Source material –
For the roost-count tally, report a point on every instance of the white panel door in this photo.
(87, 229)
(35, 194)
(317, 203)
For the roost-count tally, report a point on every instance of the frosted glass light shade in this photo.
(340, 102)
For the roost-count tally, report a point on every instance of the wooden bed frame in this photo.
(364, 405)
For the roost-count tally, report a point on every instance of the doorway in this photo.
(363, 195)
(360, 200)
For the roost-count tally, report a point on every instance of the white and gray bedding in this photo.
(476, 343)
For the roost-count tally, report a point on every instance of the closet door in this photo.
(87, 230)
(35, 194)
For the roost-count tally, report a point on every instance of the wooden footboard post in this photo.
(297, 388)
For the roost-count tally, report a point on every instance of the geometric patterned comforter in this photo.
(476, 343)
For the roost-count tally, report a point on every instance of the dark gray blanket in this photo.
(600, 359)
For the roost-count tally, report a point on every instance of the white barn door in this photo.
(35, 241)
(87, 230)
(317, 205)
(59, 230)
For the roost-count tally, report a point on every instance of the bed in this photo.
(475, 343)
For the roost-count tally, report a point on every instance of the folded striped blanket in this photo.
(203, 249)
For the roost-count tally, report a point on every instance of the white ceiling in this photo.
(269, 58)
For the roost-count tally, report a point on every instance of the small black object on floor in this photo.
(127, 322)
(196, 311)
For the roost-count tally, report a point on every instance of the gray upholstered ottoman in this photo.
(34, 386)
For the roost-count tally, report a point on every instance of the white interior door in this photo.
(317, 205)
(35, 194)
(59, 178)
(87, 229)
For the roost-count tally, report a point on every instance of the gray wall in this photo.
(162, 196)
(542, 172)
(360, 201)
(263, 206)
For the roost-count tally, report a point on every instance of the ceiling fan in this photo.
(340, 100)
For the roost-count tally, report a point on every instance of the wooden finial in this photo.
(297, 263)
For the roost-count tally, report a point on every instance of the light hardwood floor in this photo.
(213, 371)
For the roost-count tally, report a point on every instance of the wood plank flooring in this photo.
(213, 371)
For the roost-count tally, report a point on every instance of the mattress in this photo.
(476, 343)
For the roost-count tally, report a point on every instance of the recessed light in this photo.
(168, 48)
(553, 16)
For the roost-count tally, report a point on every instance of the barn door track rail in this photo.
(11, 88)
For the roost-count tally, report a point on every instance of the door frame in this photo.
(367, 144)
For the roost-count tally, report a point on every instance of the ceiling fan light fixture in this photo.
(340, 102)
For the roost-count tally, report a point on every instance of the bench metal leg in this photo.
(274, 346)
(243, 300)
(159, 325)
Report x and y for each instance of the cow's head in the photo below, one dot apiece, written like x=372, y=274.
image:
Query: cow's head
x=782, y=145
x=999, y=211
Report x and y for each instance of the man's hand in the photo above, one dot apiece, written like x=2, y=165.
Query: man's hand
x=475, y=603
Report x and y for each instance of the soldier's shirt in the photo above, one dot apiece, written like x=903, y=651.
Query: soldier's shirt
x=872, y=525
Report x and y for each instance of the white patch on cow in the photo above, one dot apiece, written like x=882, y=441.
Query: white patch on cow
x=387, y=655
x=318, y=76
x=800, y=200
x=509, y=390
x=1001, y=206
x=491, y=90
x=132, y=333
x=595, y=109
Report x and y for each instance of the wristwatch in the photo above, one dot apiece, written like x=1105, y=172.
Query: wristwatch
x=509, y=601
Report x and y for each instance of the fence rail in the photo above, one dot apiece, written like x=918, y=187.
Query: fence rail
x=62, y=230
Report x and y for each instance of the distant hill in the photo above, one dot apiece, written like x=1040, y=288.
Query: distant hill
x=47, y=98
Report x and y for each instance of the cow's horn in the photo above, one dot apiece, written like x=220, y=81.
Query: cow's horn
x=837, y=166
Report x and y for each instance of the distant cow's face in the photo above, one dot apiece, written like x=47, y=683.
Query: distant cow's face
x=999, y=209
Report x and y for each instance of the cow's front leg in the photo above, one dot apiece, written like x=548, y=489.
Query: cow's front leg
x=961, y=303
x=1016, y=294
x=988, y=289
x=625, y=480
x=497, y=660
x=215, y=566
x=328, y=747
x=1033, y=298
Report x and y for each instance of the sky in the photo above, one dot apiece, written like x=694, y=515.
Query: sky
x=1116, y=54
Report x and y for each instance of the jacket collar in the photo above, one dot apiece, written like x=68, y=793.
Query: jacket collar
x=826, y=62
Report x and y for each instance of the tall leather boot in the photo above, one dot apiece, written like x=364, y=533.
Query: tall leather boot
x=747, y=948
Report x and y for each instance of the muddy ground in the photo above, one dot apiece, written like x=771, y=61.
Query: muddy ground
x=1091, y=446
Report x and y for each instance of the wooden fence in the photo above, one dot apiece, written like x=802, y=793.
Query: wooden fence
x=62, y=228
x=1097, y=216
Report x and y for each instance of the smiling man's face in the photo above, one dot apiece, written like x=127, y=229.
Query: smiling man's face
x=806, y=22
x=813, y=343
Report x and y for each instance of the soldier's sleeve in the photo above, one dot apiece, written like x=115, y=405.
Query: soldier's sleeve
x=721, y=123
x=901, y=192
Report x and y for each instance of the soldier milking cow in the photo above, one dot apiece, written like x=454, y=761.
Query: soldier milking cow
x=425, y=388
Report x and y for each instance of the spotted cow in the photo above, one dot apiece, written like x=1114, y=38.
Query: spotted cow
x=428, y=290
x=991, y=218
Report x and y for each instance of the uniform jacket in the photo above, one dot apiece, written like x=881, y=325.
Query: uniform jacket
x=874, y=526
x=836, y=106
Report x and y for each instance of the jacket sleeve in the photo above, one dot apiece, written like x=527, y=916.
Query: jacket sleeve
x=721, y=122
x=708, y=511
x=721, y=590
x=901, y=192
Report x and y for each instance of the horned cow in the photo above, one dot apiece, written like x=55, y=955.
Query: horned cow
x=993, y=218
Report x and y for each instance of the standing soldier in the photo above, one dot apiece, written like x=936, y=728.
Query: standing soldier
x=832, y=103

Problem description –
Every line from the line containing "ottoman in this photo." through the line containing "Report x and y for each instance of the white" in the records above must be retyped exactly. Leave out the rest.

Answer section –
For the roost-count tally, report a point on every instance of the gray upholstered ottoman in this photo.
(34, 386)
For the roost-count tally, report a point on every instance of the white interior door in this photo.
(317, 205)
(35, 194)
(59, 178)
(87, 229)
For the roost-count tally, report a point on every instance of the gray wall in this photo.
(162, 196)
(542, 172)
(360, 201)
(263, 206)
For the roost-count tally, report a point on every instance of the ceiling fan in this photo.
(340, 100)
For the roost-count tally, report a point on every instance of the wooden finial in this photo.
(297, 263)
For the roost-count tally, report a point on every instance of the light hardwood floor in this photo.
(213, 371)
For the roost-count tally, report a point on every instance of the wood plank flooring in this photo.
(213, 371)
For the roost-count tally, report a point on every instance of the mattress in this photo.
(476, 343)
For the roost-count tally, report a point on every instance of the recessed light in this photo.
(168, 48)
(553, 16)
For the roost-count tally, report a point on every instance of the barn door track rail in this photo.
(11, 88)
For the roost-count tally, report a point on every instance of the door frame in this photo.
(367, 144)
For the roost-count tally, report a point on every instance of the ceiling fan light fixture in this photo.
(340, 102)
For the roost-count tally, report a point on every instance of the bench metal leg in this photo.
(274, 346)
(243, 300)
(159, 325)
Report x and y for each instance of the cow's head in the photo below, one dot apiece, written like x=372, y=274.
image:
Query: cow's head
x=782, y=145
x=999, y=211
Report x and y for each instance of the man's hand in the photo above, one dot apiece, written like x=2, y=165.
Query: man's hand
x=475, y=603
Report x and y for each instance of the soldier's shirt in the photo above, one dot apiece, written like x=903, y=651.
Query: soldier's shirt
x=872, y=525
Report x and y for each instance of the white patch on cow in the photo above, one dot apiece, written like x=882, y=441.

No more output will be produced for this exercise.